** PASSAGE TO READ follows **

The Golden Jubilee of an event that usually transforms the Somerset countryside into an English Woodstock would no doubt have highlighted what a lot of orthodox folk dislike about the place – its hippy-dippy, New Age atmosphere. But there is a good deal more to Glastonbury than there is to such American New Age centres as California’s Mount Shasta, with its tales of Lemurians and Ascended Masters, or Arizona’s fabled vortices at Sedona.

For one thing, the creators of the current Glastonbury/Avalon mythos – with its Tor, Chalice Well, White Spring, gnarled oaks, ley lines and all  – owes its current inception to an educated if peculiar band, numbering such folk as Wellesley Tudor Pole, Dion Fortune, Frederick Bligh Bond, the Anglican clerics HA Lewis, CC Dobson, Lionel S Lewis, and the still-living historian Geoffrey Ashe. Eccentric they may have been, but not intellectual lightweights. In further contrast to American mythmakers, they were not working with entirely made-up material.

As with the coming of Ss Mary Magdalene, Martha, Lazarus, Maximin, Sara and others to Provence, a story which has had a huge effect on Provençal and French history, so with the tale of St Joseph of Arimathaea’s arrival in Britain (some sources numbering him, too, among that company of westerly-bound saints).

Whether or not the donor of the Holy Sepulchre did indeed make his way to Glastonbury, plant his staff on Wearyall Hill, and found the first Catholic church in Britain (dedicated to the Blessed Virgin), it has certainly been believed for a long time. If literary sources for this belief only go as far back as the 12th century, such an elaborate tale had to have some sort of roots – and could not have been simply invented and devoutly believed overnight.

Indeed, the Glastonbury Thorn, said to have been that planted staff sprung to life, bloomed at Christmas and Easter, unlike normal thorns; its descendants do to this day.

The annual picking of some of the blossoms and their dispatch to the Queen is still an important ceremony in Glastonbury. From this legendary beginning, Glastonbury gathered around itself claims of longer or shorter visits by a wealth of holy folk – Ss Patrick, Bridget, Dunstan, Collen and others were maintained to have spent time in this sacred spot. But perhaps the most exciting was none other than arguably the greatest hero Britain has produced, either in folklore or history: King Arthur.

The Arthurian legends, encompassing the Isle of Avalon to which the “once and future king” was taken after his last battle at Glastonbury, have been endlessly debated by scholars, and no doubt shall be until Doomsday.

** End of PASSAGE TO READ **

= EXERCISE INSTRUCTIONS =
1. Count the lines of the records that contain the string "positive", where case counts, and reply with only the number.
2. Pick up the passage about Glastonbury after its final sentence and continue it.

** GIVEN RECORDS follows **

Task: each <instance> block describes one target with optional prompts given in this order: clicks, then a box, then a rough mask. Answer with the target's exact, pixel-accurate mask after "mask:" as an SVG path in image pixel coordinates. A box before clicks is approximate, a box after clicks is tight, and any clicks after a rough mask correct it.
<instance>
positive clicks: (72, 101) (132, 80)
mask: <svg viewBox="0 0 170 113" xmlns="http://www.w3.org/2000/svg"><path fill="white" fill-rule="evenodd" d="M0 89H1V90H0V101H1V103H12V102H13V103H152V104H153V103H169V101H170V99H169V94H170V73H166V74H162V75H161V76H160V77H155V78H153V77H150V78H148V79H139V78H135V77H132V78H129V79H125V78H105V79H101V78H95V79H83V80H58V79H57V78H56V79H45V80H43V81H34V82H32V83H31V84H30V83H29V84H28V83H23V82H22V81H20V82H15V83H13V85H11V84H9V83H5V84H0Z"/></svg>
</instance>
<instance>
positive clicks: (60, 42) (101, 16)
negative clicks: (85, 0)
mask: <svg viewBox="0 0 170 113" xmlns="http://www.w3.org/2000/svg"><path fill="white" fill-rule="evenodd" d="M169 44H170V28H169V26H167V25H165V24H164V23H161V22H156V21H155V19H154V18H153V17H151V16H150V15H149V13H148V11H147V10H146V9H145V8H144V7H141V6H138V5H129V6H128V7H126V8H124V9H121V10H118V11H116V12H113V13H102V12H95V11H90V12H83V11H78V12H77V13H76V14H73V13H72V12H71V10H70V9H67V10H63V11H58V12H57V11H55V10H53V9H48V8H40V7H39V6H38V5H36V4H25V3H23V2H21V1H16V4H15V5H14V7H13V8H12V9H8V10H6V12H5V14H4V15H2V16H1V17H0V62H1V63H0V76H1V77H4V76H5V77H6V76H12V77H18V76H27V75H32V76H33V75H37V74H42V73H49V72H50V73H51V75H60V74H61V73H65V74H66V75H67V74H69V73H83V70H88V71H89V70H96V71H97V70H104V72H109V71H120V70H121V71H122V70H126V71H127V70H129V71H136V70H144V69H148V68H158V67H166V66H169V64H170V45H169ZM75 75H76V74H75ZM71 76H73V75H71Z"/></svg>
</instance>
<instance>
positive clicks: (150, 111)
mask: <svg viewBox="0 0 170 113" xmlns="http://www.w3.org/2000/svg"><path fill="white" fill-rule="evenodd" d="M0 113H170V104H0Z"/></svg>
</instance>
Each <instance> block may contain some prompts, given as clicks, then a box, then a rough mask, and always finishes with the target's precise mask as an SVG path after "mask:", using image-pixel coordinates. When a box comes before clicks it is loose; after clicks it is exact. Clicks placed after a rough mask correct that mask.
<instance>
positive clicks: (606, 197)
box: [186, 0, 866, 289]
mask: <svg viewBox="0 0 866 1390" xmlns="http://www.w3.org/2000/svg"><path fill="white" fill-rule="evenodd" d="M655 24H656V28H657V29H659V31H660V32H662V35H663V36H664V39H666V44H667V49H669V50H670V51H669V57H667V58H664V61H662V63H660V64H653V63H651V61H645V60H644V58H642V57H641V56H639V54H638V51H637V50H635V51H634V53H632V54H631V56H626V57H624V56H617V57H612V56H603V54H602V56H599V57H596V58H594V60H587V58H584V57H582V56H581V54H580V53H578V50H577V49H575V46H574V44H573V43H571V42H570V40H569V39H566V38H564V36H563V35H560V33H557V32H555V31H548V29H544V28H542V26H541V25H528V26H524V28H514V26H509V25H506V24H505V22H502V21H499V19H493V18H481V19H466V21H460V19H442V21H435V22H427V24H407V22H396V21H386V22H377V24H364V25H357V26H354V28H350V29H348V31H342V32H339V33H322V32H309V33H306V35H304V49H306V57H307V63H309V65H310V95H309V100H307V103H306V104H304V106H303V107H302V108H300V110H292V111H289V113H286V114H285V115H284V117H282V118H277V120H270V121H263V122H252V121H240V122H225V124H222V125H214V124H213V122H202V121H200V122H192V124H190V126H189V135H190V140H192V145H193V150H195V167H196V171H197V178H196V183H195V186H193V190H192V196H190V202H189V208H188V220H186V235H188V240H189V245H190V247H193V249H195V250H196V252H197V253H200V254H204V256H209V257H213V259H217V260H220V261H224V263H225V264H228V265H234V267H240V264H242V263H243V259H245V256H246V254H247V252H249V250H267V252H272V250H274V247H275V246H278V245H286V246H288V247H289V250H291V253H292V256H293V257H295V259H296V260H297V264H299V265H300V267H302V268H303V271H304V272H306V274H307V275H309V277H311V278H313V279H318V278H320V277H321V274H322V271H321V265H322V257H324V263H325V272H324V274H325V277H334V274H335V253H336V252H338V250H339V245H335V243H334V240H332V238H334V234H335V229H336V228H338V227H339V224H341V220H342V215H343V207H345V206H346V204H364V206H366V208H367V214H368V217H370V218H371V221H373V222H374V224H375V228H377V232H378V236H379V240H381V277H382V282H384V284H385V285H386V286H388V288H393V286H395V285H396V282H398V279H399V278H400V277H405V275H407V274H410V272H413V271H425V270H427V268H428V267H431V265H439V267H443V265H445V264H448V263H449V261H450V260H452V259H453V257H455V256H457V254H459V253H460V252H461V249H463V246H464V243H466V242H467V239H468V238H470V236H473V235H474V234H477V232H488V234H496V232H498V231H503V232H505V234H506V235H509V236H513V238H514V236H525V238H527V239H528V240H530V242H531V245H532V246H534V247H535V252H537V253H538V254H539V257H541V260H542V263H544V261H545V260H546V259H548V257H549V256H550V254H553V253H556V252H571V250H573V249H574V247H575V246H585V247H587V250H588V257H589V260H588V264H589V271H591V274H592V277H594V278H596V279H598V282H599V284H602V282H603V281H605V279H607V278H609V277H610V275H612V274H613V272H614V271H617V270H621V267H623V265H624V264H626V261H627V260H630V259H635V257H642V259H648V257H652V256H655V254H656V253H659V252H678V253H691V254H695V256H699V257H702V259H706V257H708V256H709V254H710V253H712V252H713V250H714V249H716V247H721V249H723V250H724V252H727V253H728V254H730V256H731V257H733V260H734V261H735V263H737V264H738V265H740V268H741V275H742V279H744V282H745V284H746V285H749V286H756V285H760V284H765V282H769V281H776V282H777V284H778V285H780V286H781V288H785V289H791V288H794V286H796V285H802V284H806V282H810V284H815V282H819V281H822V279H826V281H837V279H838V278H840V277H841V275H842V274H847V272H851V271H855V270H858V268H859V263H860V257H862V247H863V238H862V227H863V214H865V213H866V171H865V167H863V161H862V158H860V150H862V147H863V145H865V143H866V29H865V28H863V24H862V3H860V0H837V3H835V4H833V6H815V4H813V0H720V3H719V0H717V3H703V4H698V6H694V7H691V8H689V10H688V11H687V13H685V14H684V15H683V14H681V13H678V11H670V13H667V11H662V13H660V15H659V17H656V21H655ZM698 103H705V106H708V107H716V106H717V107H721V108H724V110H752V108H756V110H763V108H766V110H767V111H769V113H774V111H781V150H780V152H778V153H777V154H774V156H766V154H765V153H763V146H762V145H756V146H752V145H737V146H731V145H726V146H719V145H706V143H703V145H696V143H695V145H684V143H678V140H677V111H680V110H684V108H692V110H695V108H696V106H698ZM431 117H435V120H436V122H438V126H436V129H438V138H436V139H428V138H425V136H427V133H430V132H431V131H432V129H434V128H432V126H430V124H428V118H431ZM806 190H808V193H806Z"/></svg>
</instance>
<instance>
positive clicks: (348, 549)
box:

** End of GIVEN RECORDS **

= ANSWERS TO THE EXERCISE =
1. 5

2.
The monks of Glastonbury claimed to have discovered the graves of Arthur and Guinevere in 1191, while rebuilding the Abbey after a terrible fire. Arthur’s association with the spot was soon followed by the claim that St Joseph of Arimathea had taken the Holy Grail there.

Whatever the truth of the matter, St Joseph’s legend was at the basis of Glastonbury Abbey’s ongoing struggle with that of St Alban, as to which of the houses was the oldest and so most senior in England. It was a quarrel Henry VIII solved with his suppression of both monasteries and the judicial murder of the Abbot, Bl Richard Whiting, and his companions, Bl Roger James and Bl John Thorne on Glastonbury Tor in 1539.

Although the memory of Glastonbury’s greatness and sanctity survived, the town went, as it were, to sleep, even as the great abbey’s buildings were destroyed. The Puritans cut down the Glastonbury Thorn – although, as mentioned, cuttings survived and bloomed, and from time to time were sent to the monarch at Christmas. The lingering legends of St Joseph of Arimathaea – and the idea that he might have brought a young Jesus to Britain – inspired Blake’s famed poem-turned English national hymn, Jerusalem.

In 1886, Catholic religious returned to Glastonbury when the French Missionaries of the Sacred Heart bought the Anchor Inn and adjoining Chalice Well to found a missionary college. Once again, the Holy Sacrifice of the Mass was offered at one of England’s most sacred places.

However, as the years went by, since most of the young recruits to the order came from Ireland, it was decided to sell the college and open a new one in the Emerald Isle. So it was that the site was sold in 1908 to Alice Buckton, one of the enthusiasts earlier mentioned. Tor House, as the Anchor Inn was renamed, would be inhabited by Dion Fortune, and the Chalice Well was set on its way to becoming the sort of shrine it is now.

Indeed, this was the golden age of Glastonbury’s legendary revival, spearheaded by Frederick Bligh Bond’s psychic archaeology at the Abbey, and Rev Lewis’s rediscovery and repackaging of local lore.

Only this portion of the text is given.